The data ▸
-- Begin --

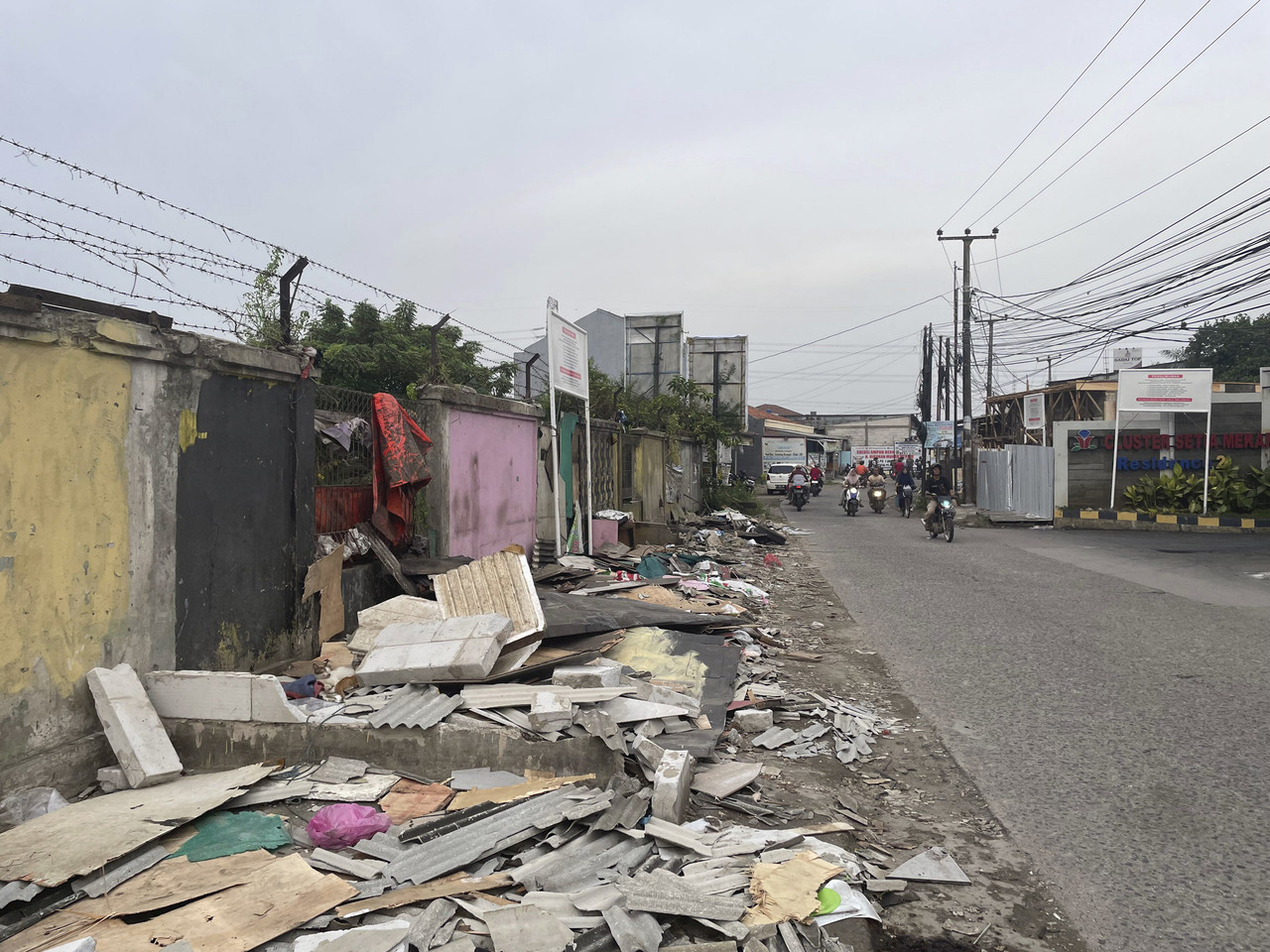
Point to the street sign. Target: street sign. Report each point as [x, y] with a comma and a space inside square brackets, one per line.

-- End --
-- Begin --

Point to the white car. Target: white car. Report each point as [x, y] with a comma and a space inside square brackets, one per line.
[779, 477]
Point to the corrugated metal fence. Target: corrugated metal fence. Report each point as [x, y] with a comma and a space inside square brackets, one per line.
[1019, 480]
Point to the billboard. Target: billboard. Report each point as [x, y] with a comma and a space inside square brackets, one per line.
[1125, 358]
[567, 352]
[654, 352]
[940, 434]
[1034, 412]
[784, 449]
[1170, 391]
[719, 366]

-- End --

Exercise details ▸
Convert the data starting with the line containing "Point to the white" and going on through the line containing "[1019, 480]" into a two-column CSV with the headers input and output. Put each entry's text in input and its answer in output, one row per entry, with every field in quotation marks and line breaks replaced by spaces.

Output for this task ▸
input,output
"Point to the white car. Target: white car. Report each point as [x, y] with a comma and a space inside square brackets, one per line.","[779, 477]"
"Point to the corrugated metal fence. Target: corrugated metal fence. Report each point as [x, y] with a comma and a space inside square brackets, one per line.","[1019, 480]"